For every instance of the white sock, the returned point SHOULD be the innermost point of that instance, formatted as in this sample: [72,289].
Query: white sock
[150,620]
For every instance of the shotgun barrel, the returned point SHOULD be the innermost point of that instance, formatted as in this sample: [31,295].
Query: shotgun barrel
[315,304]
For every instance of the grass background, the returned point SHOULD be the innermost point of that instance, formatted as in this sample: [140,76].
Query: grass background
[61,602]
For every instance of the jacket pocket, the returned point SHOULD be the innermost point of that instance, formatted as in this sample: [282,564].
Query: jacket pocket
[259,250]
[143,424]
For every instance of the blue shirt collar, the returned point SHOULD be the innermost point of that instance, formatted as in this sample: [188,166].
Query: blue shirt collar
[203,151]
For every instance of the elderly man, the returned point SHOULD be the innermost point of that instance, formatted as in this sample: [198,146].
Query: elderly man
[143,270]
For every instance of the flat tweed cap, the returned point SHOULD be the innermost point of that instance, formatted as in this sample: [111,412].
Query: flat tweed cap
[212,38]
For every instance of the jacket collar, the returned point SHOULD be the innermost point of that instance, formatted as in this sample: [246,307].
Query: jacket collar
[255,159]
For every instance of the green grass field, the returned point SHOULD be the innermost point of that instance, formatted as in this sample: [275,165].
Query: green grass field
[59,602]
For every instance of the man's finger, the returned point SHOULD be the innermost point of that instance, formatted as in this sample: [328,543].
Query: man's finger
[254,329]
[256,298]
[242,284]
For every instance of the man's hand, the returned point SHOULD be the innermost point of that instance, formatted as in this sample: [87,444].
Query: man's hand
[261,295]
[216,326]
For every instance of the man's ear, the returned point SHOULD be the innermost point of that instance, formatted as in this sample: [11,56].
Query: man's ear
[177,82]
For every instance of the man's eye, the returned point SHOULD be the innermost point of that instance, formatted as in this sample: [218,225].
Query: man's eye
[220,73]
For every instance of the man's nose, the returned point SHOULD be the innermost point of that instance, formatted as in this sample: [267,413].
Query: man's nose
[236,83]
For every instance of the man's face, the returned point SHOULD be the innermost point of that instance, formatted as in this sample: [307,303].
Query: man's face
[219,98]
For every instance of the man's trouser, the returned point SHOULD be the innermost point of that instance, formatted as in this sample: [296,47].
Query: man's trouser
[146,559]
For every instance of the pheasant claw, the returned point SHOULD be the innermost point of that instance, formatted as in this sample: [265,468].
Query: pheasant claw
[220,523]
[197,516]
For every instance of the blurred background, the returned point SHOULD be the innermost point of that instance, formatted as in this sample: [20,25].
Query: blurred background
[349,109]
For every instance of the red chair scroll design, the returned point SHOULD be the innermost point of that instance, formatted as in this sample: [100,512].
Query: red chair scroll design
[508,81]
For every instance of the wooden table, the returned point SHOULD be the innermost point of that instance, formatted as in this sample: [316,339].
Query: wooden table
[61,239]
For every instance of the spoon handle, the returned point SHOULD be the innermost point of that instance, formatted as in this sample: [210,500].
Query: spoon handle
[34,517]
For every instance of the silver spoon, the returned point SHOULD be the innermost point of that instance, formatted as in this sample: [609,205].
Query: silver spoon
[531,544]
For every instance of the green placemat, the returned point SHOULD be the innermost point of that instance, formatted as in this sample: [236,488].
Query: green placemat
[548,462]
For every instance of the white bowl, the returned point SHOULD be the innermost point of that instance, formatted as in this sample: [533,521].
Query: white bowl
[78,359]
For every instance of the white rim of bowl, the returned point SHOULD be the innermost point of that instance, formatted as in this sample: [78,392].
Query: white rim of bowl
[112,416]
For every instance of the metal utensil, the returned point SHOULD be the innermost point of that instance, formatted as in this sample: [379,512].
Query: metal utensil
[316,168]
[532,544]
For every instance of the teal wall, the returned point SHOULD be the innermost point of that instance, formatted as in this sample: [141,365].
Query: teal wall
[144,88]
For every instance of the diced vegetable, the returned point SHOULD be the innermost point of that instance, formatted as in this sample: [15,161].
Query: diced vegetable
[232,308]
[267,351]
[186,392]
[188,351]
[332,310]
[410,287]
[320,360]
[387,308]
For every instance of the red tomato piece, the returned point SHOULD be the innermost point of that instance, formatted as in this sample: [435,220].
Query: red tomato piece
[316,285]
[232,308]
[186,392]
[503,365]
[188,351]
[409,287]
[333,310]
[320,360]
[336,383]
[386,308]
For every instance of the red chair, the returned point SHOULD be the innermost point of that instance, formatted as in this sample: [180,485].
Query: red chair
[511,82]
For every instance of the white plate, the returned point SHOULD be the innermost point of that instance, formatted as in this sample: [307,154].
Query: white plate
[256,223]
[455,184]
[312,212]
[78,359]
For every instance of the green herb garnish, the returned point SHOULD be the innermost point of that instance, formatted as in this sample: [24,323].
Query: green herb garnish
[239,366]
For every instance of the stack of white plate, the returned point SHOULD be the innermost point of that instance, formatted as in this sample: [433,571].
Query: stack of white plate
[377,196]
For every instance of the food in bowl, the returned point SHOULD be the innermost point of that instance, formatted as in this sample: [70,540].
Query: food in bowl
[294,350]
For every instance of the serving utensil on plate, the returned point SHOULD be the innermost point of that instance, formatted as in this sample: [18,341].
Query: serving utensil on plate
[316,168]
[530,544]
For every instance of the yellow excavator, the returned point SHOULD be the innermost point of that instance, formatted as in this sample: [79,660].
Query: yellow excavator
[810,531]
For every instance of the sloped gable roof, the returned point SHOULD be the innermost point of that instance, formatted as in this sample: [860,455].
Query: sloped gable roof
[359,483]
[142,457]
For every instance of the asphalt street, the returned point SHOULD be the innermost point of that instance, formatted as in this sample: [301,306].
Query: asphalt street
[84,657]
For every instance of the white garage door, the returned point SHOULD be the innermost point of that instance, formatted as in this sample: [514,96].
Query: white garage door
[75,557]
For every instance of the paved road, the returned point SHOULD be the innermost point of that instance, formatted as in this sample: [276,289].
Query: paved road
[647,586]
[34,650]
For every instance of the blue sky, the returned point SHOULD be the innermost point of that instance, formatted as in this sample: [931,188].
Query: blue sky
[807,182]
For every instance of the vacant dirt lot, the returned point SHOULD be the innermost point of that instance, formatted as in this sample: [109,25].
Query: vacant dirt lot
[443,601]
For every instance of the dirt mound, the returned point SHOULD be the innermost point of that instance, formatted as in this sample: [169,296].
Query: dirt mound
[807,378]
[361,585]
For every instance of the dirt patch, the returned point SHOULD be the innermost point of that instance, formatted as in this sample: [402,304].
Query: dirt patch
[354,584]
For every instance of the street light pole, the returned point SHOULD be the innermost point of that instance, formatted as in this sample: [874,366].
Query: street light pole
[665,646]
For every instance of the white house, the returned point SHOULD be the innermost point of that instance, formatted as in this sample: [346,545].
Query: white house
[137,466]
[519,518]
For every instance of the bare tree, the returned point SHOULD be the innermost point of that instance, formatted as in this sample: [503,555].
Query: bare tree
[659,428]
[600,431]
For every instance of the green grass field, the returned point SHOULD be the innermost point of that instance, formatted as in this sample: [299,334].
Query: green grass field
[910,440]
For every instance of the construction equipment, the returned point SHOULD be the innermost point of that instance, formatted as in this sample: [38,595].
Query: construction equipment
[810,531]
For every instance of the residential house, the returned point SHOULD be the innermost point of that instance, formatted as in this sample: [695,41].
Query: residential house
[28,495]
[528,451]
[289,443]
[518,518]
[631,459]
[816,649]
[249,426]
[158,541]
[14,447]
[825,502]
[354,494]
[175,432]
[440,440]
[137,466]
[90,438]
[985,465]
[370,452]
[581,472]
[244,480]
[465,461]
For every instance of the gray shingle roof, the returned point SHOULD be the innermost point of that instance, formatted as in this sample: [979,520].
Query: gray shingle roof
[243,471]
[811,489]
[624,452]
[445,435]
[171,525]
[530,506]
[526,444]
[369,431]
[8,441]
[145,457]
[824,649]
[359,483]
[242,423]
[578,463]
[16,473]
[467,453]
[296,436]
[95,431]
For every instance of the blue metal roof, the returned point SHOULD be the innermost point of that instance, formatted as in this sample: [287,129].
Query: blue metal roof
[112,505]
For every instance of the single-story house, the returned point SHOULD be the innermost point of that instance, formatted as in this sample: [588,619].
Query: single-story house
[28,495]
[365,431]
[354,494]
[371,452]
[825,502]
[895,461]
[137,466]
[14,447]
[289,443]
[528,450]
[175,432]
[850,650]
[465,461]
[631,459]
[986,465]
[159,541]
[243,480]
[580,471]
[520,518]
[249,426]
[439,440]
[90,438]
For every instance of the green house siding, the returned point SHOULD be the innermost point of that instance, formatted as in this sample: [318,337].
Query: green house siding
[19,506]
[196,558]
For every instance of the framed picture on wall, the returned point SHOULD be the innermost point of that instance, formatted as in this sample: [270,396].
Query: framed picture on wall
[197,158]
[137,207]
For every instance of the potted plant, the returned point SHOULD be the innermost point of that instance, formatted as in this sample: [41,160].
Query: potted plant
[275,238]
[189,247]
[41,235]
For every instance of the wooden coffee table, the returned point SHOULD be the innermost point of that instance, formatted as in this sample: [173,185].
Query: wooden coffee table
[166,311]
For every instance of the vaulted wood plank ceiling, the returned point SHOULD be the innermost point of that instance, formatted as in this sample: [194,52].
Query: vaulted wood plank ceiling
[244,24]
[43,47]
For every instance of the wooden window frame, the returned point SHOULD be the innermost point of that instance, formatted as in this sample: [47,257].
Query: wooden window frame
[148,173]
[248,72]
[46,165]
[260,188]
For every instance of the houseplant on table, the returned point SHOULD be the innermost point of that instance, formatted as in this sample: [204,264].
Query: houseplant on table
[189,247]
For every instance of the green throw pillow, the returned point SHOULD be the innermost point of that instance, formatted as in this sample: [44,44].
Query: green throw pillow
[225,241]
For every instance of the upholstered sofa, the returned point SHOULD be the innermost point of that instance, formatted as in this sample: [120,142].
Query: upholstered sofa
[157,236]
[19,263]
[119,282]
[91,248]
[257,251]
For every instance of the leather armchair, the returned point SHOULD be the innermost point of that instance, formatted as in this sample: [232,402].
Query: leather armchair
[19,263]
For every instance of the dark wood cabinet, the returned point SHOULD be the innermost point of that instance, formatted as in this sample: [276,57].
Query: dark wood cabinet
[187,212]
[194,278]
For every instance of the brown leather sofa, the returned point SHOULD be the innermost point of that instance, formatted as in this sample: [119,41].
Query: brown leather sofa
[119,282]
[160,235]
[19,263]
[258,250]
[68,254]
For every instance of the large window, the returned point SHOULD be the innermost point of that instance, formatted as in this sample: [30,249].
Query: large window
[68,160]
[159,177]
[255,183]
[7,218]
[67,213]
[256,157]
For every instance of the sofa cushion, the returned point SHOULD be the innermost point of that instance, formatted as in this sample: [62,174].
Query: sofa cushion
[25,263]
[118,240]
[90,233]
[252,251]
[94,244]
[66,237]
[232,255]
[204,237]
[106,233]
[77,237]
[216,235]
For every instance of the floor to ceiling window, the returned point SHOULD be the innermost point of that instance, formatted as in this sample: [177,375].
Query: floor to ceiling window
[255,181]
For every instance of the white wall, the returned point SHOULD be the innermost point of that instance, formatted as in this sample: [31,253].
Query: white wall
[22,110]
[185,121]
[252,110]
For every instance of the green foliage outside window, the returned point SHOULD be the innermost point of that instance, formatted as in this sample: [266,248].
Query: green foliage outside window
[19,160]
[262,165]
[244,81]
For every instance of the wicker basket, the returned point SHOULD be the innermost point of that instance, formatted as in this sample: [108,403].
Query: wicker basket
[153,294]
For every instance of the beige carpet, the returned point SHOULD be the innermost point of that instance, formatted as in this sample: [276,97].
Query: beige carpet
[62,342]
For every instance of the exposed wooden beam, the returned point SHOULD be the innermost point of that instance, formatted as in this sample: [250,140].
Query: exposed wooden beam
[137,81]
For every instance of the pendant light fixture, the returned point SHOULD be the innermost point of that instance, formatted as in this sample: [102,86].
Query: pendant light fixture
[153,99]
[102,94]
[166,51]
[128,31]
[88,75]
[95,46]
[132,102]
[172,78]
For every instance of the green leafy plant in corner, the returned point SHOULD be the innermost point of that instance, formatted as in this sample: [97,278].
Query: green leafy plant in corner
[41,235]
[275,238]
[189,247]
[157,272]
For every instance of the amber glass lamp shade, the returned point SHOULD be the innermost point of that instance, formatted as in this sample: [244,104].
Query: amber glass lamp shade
- - - -
Write out again the part of the records that opens with the line containing "For every instance of the pendant" and runs through the end of the records, including the requests. Multiply every point coordinate in the answers by 0.35 and round to whole numbers, halves up, but leave the numbers in the requests and their format samples unchanged.

## Written solution
For every instance of the pendant light fixture, the returned point SHOULD be the innermost point of that instance, formatted as in this sample: [102,86].
Query: pendant light fixture
[54,35]
[36,33]
[58,18]
[45,11]
[31,26]
[33,16]
[46,36]
[60,27]
For every instance of the green leafy plant in corner, the returned point SHOULD be the innermost point of that instance, formatted as in this sample: [97,278].
Query: green leafy plant in corner
[14,82]
[96,83]
[66,86]
[55,95]
For every instance of the amber glass lamp shade, the returned point SHOULD be the innermost point of that instance, formatted as in this sample: [244,104].
Query: amber glass lamp shade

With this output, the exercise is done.